What the task asks. Reproduce every record below exactly as it appears.

Data for processing.
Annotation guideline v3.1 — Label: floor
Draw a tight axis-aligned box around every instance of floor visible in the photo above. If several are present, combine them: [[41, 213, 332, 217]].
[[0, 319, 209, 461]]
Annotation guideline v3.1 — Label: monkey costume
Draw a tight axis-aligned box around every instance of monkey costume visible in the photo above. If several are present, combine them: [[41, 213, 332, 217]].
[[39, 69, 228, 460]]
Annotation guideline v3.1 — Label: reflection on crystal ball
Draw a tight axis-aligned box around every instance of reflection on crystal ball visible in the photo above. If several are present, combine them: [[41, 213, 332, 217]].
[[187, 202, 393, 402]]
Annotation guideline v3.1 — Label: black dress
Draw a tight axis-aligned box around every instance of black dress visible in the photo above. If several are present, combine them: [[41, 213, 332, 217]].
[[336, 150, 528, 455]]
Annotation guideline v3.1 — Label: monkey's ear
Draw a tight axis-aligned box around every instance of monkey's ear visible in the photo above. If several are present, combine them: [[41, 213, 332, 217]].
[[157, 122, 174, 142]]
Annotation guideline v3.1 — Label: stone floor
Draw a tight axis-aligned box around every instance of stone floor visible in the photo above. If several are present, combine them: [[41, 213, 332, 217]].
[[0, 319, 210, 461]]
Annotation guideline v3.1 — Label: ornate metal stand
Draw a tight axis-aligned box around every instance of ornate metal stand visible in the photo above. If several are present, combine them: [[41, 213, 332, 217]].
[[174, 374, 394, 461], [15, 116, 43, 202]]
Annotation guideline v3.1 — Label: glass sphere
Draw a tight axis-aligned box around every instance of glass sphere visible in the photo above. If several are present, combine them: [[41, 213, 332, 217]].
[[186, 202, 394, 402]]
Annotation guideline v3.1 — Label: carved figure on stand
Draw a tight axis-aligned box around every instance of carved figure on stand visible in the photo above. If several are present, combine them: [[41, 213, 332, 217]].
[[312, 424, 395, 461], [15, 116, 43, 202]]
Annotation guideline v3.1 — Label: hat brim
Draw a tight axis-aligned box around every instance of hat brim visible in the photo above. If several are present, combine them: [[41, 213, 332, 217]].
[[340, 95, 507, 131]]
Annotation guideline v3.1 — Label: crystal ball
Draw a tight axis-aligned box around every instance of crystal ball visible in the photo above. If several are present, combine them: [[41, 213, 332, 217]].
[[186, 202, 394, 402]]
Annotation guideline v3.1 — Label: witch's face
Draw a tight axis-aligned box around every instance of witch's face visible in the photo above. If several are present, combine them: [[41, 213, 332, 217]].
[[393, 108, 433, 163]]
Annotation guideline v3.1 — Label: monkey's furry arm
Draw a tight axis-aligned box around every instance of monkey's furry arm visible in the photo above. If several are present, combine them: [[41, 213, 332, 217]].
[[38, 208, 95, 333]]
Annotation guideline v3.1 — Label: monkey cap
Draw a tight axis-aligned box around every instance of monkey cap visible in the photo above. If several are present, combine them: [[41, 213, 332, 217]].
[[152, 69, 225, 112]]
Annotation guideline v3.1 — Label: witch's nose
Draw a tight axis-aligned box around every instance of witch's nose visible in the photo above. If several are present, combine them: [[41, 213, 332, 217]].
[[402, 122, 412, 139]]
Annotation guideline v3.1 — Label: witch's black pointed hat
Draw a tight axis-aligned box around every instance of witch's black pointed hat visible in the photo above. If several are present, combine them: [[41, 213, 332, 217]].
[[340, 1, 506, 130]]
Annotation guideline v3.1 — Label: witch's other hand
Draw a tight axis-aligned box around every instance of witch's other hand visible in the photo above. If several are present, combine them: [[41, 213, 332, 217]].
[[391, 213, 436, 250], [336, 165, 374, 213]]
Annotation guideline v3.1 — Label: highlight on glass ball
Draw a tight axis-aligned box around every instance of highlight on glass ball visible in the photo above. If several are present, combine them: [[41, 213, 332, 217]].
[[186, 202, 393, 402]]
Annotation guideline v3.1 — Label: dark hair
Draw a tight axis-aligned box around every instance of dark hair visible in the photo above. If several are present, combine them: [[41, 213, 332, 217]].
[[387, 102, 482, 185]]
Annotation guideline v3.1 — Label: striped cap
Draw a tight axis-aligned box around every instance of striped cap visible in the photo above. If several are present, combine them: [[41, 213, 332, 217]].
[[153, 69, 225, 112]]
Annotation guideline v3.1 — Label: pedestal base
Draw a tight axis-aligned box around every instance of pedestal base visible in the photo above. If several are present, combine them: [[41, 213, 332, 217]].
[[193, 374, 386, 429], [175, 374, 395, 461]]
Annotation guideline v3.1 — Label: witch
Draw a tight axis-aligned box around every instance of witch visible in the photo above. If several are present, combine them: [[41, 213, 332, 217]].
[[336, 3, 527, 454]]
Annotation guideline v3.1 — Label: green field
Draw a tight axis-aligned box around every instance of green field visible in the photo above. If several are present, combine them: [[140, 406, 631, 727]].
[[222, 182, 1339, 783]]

Result for this task.
Annotation guideline v3.1 — Label: floor
Draw a tight axis-aligned box around every instance of floor visible in the photo above. If several are present, combine them: [[41, 213, 332, 217]].
[[0, 319, 209, 461]]
Annotation guideline v3.1 — Label: monkey costume
Draw a tight axis-aligned box around every instance of monkey costume visible in the photo above. If several are present, combine them: [[41, 213, 332, 217]].
[[39, 69, 228, 460]]
Annotation guideline v3.1 — Label: reflection on crystal ball
Draw a tight axis-aligned box around every instance of reflection on crystal ball visible in the photo above. If several are present, combine them: [[41, 213, 332, 217]].
[[187, 202, 393, 402]]
Annotation guideline v3.1 — Label: black dress
Draw a tight axis-aligned box around every instance of black dress visible in the photo above. If several are present, combine them: [[41, 213, 332, 217]].
[[336, 150, 528, 455]]
Annotation guideline v3.1 — Label: monkey's ear
Draw a tight axis-aligned box around every instance of monkey's ear visible in the photo above. If several are present, combine them: [[41, 213, 332, 217]].
[[157, 122, 174, 142]]
Annotation guideline v3.1 — Label: stone floor
Draw a tight axis-aligned box around every instance of stone floor visible in the photo above. If several are present, combine them: [[41, 213, 332, 217]].
[[0, 319, 210, 461]]
Annotation guideline v3.1 — Label: ornate metal stand
Draw a tight axis-aligned box around every instance of ornate metal stand visible in the photo above. If several are present, combine them: [[41, 213, 332, 217]].
[[174, 374, 394, 461], [15, 116, 43, 202]]
Annotation guideline v3.1 — Label: glass sphere
Draw a tight axis-aligned box around every instance of glass sphere visible in the photo above. If several are present, combine them: [[41, 213, 332, 217]].
[[186, 202, 394, 402]]
Annotation guideline v3.1 — Label: carved figure on stand
Draw a tight axis-aligned box around every instance of carved figure on stand visible in the photo above. If several are present, combine them: [[41, 213, 332, 217]].
[[312, 424, 395, 461], [15, 116, 43, 202]]
Annotation guideline v3.1 — Label: hat brim
Draw a tight axis-aligned box around every instance of hat brim visible in the photo above. If several are present, combine them: [[41, 213, 332, 217]].
[[340, 95, 507, 131]]
Annotation guideline v3.1 — Label: crystal ball
Draw a tight axis-aligned box around every instance of crystal ball visible in the photo above. If several are present, combine them: [[41, 213, 332, 217]].
[[186, 202, 394, 402]]
Annotation guideline v3.1 — Label: witch's face
Draw a tight axis-aligned box around every instance of witch's face visible in the photo above. If several are present, combine them: [[41, 213, 332, 217]].
[[393, 108, 433, 163]]
Annotation guideline v3.1 — Label: monkey's furry arm
Draw a tight axis-aligned box around every instance of monkey's furry arm visible in the photo above. If several are present, combine them: [[41, 213, 332, 217]].
[[38, 208, 95, 333]]
Annotation guideline v3.1 — Label: monkey cap
Draw a tight axis-aligned box around every instance of monkey cap visible in the photo above. If several are present, combine them: [[41, 213, 332, 217]].
[[152, 69, 225, 112]]
Annotation guideline v3.1 — Label: witch's nose
Draw a tight axis-aligned box around every instance of witch's nose visible in the photo above. If several are present, combine them: [[41, 213, 332, 217]].
[[402, 122, 412, 139]]
Annotation guideline v3.1 — Label: witch's black pointed hat
Draw a tight axis-aligned box around every instance of witch's black pointed hat visible in the photo above. If several are present, combine them: [[41, 213, 332, 217]].
[[340, 1, 506, 130]]
Annotation guideline v3.1 — Label: witch's other hand
Draw a tight axis-aligned box around every instance of witch's other hand visible in the photo above. If several are present, combine them: [[41, 213, 332, 217]].
[[391, 213, 436, 250], [336, 165, 374, 213]]
Annotation guideline v3.1 — Label: highlight on glass ball
Draw a tight axis-aligned box around every instance of highlight on glass ball visible in the photo above. If several are present, combine them: [[41, 213, 332, 217]].
[[186, 202, 393, 402]]
Annotation guideline v3.1 — Label: dark hair
Draw a tight axis-aligned box around every instance of dark hair visible in the photo above. If several are present, combine them: [[41, 213, 332, 217]].
[[387, 102, 482, 185]]
Annotation guideline v3.1 — Label: striped cap
Draw a tight axis-aligned box around every instance of striped cap visible in the photo above. If several are present, combine them: [[41, 213, 332, 217]].
[[153, 69, 225, 112]]
Annotation guideline v3.1 — Label: pedestal base
Draw a tight axis-aligned box around every instance of pedestal base visible in the photo above. If several are present, combine them: [[41, 213, 332, 217]].
[[193, 374, 386, 429], [175, 374, 395, 461]]
Annotation guideline v3.1 — Label: witch
Draw a tight axis-aligned box around every instance of witch visible in the photo above. If several are present, combine them: [[41, 213, 332, 217]].
[[336, 3, 527, 454]]
Annotation guideline v3.1 — Label: green field
Draw a tight axis-aligned box around every instance of green field visible in the photo above. If several are present, combine them: [[140, 406, 631, 727]].
[[222, 182, 1339, 783]]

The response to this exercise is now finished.